## Stated problem 1
Answer these questions from the forum thread below:
(a) What is the most used non-stopword of the French corpus?
(b) How long ago was there a discussion about translation memory?
(c) Whose wall post led to posting the link to the hidden list?

I didn't check the others.
Half of the names for people, though two-thirds of the often male names (Omid and Dilshid seem to not be gender-specific), are 'Tom'. This is still far too many for purposes of name diversity.
On the other hand, 'Mary' and other too often used 'standard' words did not propagate severely, according to this list.
Tom is the most used non stopword of the French corpus.
Does anyone know if there are any machine translation services like Deepl or Google Translate that use Tatoeba's data? What I mean is are there any translation services that generally use machine translation but use Tatoeba's corpora if there's a perfect match?
maybe this one
That's not quite what I had in mind, but thanks anyway.
There was a discussion about translation memory two weeks ago. https://tatoeba.org/fra/wall/sh...#message_33795
Just for your information...
** English Sentences Likely Said By Women **
Perhaps you might find some of these fun to translate, as a different way to find sentences to translate.
This is a list I add to when I find a sentence that would likely sound better with a female voice.
Some of these might be possible with a male voice, for example a gay man can have a husband, but I think a female voice for these would be less confusing for students, since most of the time they would hear these sentences, they would likely be spoken by women.
That's a big mess of sexism and heteronormativity to call attention to.
That's a new one to me. "Let's maintain and promote heteronormativity because it will be less confusing to students."
It's a "hidden list" of sentences that I don't plan to record, since I think it would be misleading for students to hear a male voice say many of these sentences. (I'm breast-feeding my baby. / When I was a young girl, ... / I'm a waitress. / I'm pregnant. / etc.) The intent isn't to promote heteronormativity, but to provide language examples as we would most likely hear them.
What is gendered about sentences like these?
- Did you really think I'd dance with you?
- Tom comes on strong.
- I'm truly horrified.
> What is gendered about sentences like these? ...
Nothing, but a large percentage of them are likely to sound better with a female voice, and unless I've made some errors I think none of them would sound strange with a female voice.
The main purpose of this list was to group together sentences that I could send to female volunteers to record, especially since many of these would require a female voice.
The reason I posted a link to this hidden list was because of gillux's wall post wondering about other ways to explore the corpus. I thought that some members might enjoy trying this way. https://tatoeba.org/eng/wall/sh...#message_33780
I didn't think it would be controversial, and I guess since nobody has commented that this was an interesting way to explore sentences, I should have left this as an unannounced hidden list.
I think the sentences are fine, in general. Some could very well be said by men, though are significantly more often said by women. (The sentences that imply the speaker is married to or romantically loves men, for example.)
I think a collection of these sentences can seem sexist, but one should remember that the corpus presumably contains similar sentences about males, too, and if not, one should add them, rather than worry about their lack.
I wonder how many explicitly gay/asexual/etc. sentences there are in the corpus. Many Germanic and Romance languages have gendered pronouns, which make the gender issues very explicit. The contributors in these languages might want to add some diversity when translating to their language from a language without gendered pronouns, or when adding new sentences.

## Exercise data
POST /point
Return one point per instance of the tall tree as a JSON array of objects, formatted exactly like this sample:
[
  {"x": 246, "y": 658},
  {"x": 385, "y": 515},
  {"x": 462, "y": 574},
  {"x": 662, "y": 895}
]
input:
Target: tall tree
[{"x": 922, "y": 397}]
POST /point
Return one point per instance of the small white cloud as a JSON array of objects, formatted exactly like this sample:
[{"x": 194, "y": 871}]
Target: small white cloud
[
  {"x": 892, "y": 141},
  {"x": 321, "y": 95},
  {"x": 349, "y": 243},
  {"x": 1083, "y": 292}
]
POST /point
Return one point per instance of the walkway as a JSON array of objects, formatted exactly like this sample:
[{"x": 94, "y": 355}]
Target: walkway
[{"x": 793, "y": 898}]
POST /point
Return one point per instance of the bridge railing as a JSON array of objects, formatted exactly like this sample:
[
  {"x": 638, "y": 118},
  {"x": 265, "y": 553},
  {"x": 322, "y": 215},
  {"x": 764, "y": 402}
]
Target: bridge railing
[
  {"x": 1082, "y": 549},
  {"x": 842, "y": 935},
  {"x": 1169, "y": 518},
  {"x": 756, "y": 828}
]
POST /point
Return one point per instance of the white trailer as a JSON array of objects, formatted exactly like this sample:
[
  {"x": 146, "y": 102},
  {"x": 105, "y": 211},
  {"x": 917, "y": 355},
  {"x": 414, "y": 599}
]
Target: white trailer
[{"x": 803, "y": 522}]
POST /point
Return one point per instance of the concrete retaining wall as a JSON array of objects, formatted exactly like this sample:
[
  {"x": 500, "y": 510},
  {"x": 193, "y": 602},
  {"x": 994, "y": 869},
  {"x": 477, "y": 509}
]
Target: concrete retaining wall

## Stated problem 2
Select every line of the listing above that contains the string "tall". Case counts.

## Task output 1
(a) Tom
(b) Two weeks ago
(c) gillux's

## Task output 2
Return one point per instance of the tall tree as a JSON array of objects, formatted exactly like this sample:
Target: tall tree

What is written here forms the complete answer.